Would you please transcribe the data in full and exactly, excluding images?

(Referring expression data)

◇ ◇ ◇

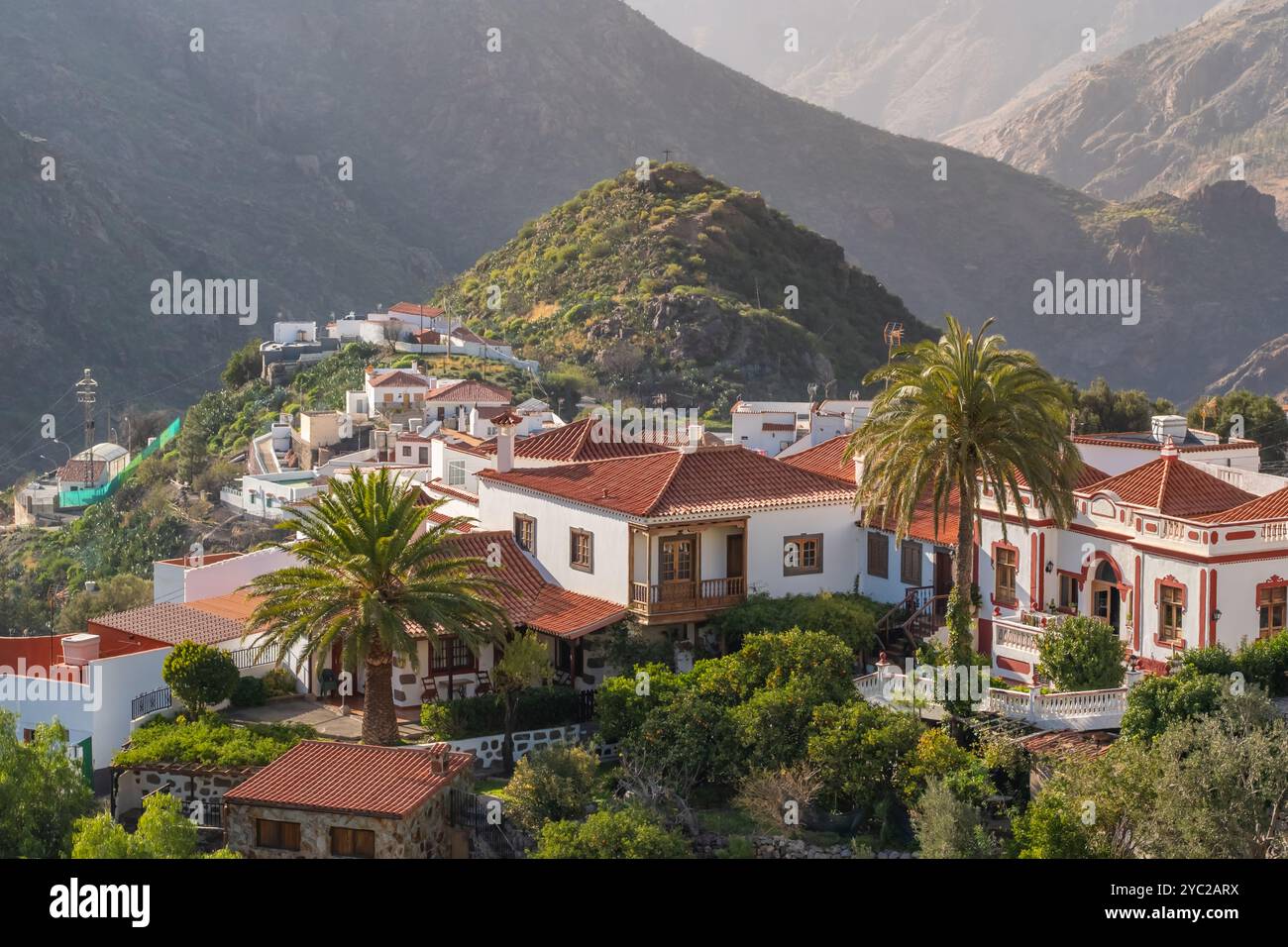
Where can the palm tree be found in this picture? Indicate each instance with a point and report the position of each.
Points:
(375, 570)
(952, 414)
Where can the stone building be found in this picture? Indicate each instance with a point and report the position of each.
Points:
(348, 800)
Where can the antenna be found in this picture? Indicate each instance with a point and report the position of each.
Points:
(86, 393)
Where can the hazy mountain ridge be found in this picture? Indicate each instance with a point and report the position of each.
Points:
(230, 158)
(683, 285)
(1166, 116)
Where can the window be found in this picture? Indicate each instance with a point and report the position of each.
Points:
(581, 551)
(1005, 567)
(1271, 600)
(353, 843)
(526, 532)
(1171, 605)
(803, 554)
(273, 834)
(910, 564)
(879, 554)
(452, 655)
(1069, 591)
(675, 560)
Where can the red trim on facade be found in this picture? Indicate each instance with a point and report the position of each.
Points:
(1010, 664)
(1203, 608)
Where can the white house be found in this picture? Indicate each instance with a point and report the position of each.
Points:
(86, 682)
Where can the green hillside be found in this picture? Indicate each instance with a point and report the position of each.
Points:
(682, 286)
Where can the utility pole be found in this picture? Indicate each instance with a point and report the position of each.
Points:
(86, 393)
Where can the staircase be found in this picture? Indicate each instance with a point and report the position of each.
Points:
(902, 630)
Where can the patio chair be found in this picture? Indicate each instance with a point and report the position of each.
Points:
(329, 684)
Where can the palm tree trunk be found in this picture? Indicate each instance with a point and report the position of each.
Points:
(378, 723)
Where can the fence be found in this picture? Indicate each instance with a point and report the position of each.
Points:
(151, 702)
(91, 495)
(257, 656)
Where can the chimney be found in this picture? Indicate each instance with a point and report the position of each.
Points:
(1163, 427)
(505, 424)
(80, 650)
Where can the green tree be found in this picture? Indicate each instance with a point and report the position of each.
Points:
(524, 664)
(953, 414)
(163, 831)
(949, 827)
(614, 834)
(1159, 702)
(1262, 420)
(859, 750)
(245, 365)
(1082, 654)
(549, 785)
(200, 676)
(375, 569)
(116, 594)
(42, 791)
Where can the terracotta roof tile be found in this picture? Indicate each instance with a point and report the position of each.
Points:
(528, 598)
(399, 377)
(471, 390)
(351, 779)
(1269, 506)
(1173, 488)
(575, 444)
(709, 479)
(174, 622)
(825, 459)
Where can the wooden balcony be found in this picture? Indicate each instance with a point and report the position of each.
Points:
(686, 600)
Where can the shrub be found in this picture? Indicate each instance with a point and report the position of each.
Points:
(1159, 702)
(553, 784)
(210, 740)
(778, 799)
(948, 827)
(249, 692)
(200, 676)
(1082, 654)
(622, 834)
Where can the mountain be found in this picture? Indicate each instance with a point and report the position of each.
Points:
(683, 283)
(1265, 371)
(919, 67)
(227, 159)
(1168, 115)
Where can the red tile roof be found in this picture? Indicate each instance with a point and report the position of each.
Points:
(416, 309)
(471, 390)
(204, 622)
(1269, 506)
(825, 459)
(352, 779)
(1173, 488)
(709, 479)
(528, 598)
(399, 377)
(576, 444)
(1145, 444)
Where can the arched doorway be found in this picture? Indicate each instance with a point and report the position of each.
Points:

◇ ◇ ◇

▶ Your response
Where can the palm tree be found in this picture? Indicate each instance with a point and report the position of each.
Points:
(375, 570)
(952, 414)
Where can the stone building be found in this picture? Indicate each instance with a point and report the position of each.
Points:
(348, 800)
Where can the antenna be found in this picture? Indicate each instance with a point and report the position of each.
Points:
(86, 393)
Where can the hazy mountain ridge be found in this picture? Indicate each instance with a point and report the position of each.
Points:
(230, 158)
(683, 285)
(1166, 116)
Where can the window be found in this picture? Indicate each instance with a point and report the position of each.
Points:
(581, 551)
(1005, 567)
(1271, 600)
(353, 843)
(526, 532)
(1171, 605)
(803, 554)
(273, 834)
(910, 564)
(879, 554)
(452, 655)
(1069, 591)
(675, 560)
Where can the red trim on facade be found in this picture? Indicate each instance with a point and report the position of each.
Points:
(1010, 664)
(1203, 608)
Where can the white house be found in this picture? Indicate each instance with a point and report the position of each.
Points:
(86, 682)
Where can the green hillside be found in this picture? Indicate each instance with a point and report the position of each.
Points:
(682, 286)
Where can the utility pole be found in this picture? Indicate each instance with a point and report the position of each.
Points:
(86, 393)
Where can the staircase be found in this picture? Indicate each instance with a point and report the position of each.
Points:
(902, 630)
Where can the patio chair be found in this picture? Indicate each instance with a point and report the position of each.
Points:
(329, 684)
Where can the palm tree trunk be found in this picture? Indicate each instance with a point and report the position of each.
Points:
(378, 723)
Where can the fence be found in this picture? Indicate each instance with a point and report the position of each.
Points:
(151, 702)
(91, 495)
(257, 656)
Where can the chimney be found in this picture? Indicate each instance with a point and report the position of each.
Points:
(1163, 427)
(505, 424)
(80, 650)
Where can the green tree be found in this picture? Indicate each instance with a point and report the position of each.
Points:
(524, 664)
(953, 414)
(163, 831)
(949, 827)
(614, 834)
(1159, 702)
(1262, 420)
(859, 750)
(245, 365)
(1082, 654)
(549, 785)
(200, 676)
(375, 569)
(116, 594)
(42, 791)
Where can the terracotta roof tile be found in this picture? Indicate each instance with a point and report the position of each.
Points:
(528, 598)
(399, 377)
(471, 390)
(351, 779)
(1269, 506)
(1173, 488)
(575, 444)
(709, 479)
(174, 622)
(825, 459)
Where can the wooden balcony be found in this picture? Indicate each instance with a point and report the position of each.
Points:
(686, 600)
Where can the shrub be found in this picture? Indicate each instance with a point and report the position of each.
Points:
(1159, 702)
(553, 784)
(210, 740)
(778, 799)
(948, 827)
(249, 692)
(200, 676)
(1082, 654)
(622, 834)
Where can the mountain be found in this picture? Indicate each instance with a point and report the position of each.
Points:
(683, 283)
(1265, 371)
(919, 67)
(227, 159)
(1168, 115)
Where can the red tile roof be found in this picture? Indicate each instance with a point and report the position of each.
Points:
(416, 309)
(471, 390)
(204, 622)
(1269, 506)
(825, 459)
(352, 779)
(1173, 488)
(709, 479)
(528, 598)
(399, 377)
(576, 444)
(1145, 444)
Where can the arched doorway be found in this picture? Indicate each instance with a point and report the position of each.
Points:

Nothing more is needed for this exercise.